Части упражнения:
**a.** Объясните по отрывку воспоминаний о Свердлине, почему звуки из соседней квартиры особенно отчетливо слышались в передней.
**b.** Допишите продолжение отрывка воспоминаний о Свердлине, начав сразу после его последнего предложения.

Предложенный отрывок:
И сейчас, припоминая этот монолог, хочется сказать: и какой был удивительный Свердлин!
Он шагал по знаменитой охлопковской дороге цветов, с удочкой на плече, под непрестанные аплодисменты зала, балконов, ярусов, на полную катушку распевая песенку Соловьева-Седова на слова Матусовского, специально для него, Свердлина, для этого спектакля сочиненную, повторяя ее рефрен:
Солдат — всегда солдат!
Таким он и врезался в память, удивительный «Первый солдат» Искусства Революции…
Артистизм. Странные, порою ужасающие звуки доносились в квартиру, где я поселился с семьей в конце сороковых годов. Особенно отчетливо — в передней, где ниша-гардероб капризом архитектора была отделена от соседей звукопроницаемой дверью. В первый же день переезда мне просто-таки раздирали душу стенания, угрозы, мольбы, гневный обмен репликами, грохот передвигаемой мебели, топот ног, похожий на тяжелую пляску фермеров в таировской «Любви под вязами», раскатистые громовые интонации, переходящие без всякой логики в ласковый, слегка курлыкающий шепот.

Приведённый перечень:

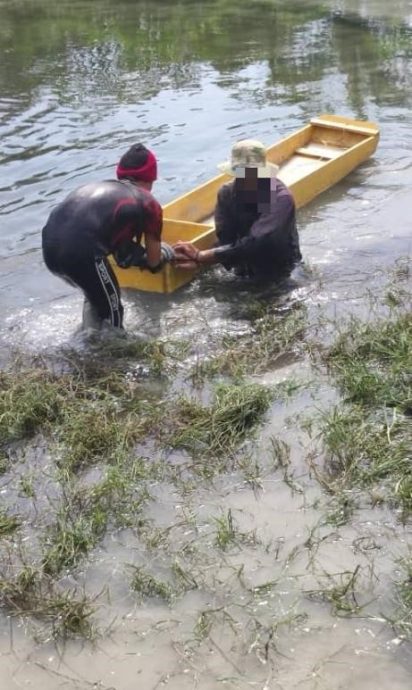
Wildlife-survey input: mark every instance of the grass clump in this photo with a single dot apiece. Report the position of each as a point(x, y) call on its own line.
point(373, 363)
point(70, 539)
point(223, 426)
point(368, 437)
point(273, 337)
point(404, 590)
point(31, 593)
point(29, 399)
point(146, 585)
point(8, 523)
point(340, 592)
point(86, 514)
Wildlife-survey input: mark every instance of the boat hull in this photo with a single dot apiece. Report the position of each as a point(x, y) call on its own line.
point(311, 160)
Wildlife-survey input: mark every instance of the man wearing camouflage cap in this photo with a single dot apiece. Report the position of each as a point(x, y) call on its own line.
point(254, 219)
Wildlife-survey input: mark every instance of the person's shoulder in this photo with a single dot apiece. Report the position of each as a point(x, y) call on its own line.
point(281, 189)
point(225, 191)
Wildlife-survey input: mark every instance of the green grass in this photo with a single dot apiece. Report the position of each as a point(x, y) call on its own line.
point(29, 399)
point(368, 436)
point(8, 523)
point(373, 363)
point(340, 591)
point(146, 585)
point(221, 427)
point(403, 622)
point(29, 593)
point(274, 337)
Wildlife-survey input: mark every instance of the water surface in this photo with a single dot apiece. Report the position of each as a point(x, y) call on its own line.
point(79, 82)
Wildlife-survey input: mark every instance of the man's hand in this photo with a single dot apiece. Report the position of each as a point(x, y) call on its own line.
point(186, 256)
point(166, 253)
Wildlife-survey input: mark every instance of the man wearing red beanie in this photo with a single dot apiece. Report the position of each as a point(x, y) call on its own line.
point(102, 218)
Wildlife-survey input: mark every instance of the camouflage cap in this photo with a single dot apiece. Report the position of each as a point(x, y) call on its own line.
point(248, 153)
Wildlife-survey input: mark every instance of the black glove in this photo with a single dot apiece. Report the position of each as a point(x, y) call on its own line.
point(166, 255)
point(130, 254)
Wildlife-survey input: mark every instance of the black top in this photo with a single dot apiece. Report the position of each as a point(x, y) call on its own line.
point(100, 216)
point(257, 230)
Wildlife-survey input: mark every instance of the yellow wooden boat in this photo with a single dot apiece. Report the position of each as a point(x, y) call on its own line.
point(311, 160)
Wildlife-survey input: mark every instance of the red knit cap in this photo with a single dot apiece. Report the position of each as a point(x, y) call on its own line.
point(137, 163)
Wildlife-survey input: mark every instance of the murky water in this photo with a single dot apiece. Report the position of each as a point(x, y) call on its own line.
point(79, 82)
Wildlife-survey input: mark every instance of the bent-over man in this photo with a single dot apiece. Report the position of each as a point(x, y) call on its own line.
point(254, 218)
point(102, 218)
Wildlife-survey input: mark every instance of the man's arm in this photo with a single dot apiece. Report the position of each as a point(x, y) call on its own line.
point(248, 248)
point(225, 227)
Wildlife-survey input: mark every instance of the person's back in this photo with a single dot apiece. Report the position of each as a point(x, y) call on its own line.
point(254, 219)
point(101, 218)
point(259, 227)
point(98, 216)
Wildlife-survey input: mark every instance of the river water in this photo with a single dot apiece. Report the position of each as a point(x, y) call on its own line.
point(80, 81)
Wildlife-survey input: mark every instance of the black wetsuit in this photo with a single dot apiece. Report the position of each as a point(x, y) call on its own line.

Ожидаемые ответы:
**a.** В передней ниша-гардероб по капризу архитектора была отделена от соседей звукопроницаемой дверью, поэтому звуки проникали туда особенно отчетливо.

**b.**
На вторые сутки новоселья узнал: соседи мои — артисты бывшего Театра революции, нынешнего Московского театра драмы, будущего Театра имени Маяковского — Ю. С. Глизер и М. М. Штраух.
Тогда не имел чести быть с ними знакомым близко и предположил, с сожалением, что их супружеская жизнь решительно не сложилась.
На третьи сутки, раздеваясь в нише, стал невольным свидетелем какого-то нового, разыгравшегося в квартире многоголосого скандала и подивился: как на столь ограниченной, как мне было известно, площади скопилась такая масса неуживчивых сангвиников-родственников.
На четвертый день Охлопков поразил меня, сказав: Штраух и Глизер живут уединенно. Детей и родственников нет. Идилличней пары не бывает. И, очевидно, я страдаю галлюцинацией.
На пятые сутки, снова раздеваясь в нише, я впрямь поверил Охлопкову, услышав за дверью тексты из собственной пьесы, да еще нигде не опубликованной.
На шестые сутки Охлопков сообщил — театр приступил к репетициям моей пьесы и в ней будет играть Максим Штраух.
Тут только меня осенило.
Соседняя крохотная квартира волею ее хозяев была превращена в постоянно действующий репетиционный зал и одновременно в ателье киностудии: Штраух готовился к съемкам на «Мосфильме».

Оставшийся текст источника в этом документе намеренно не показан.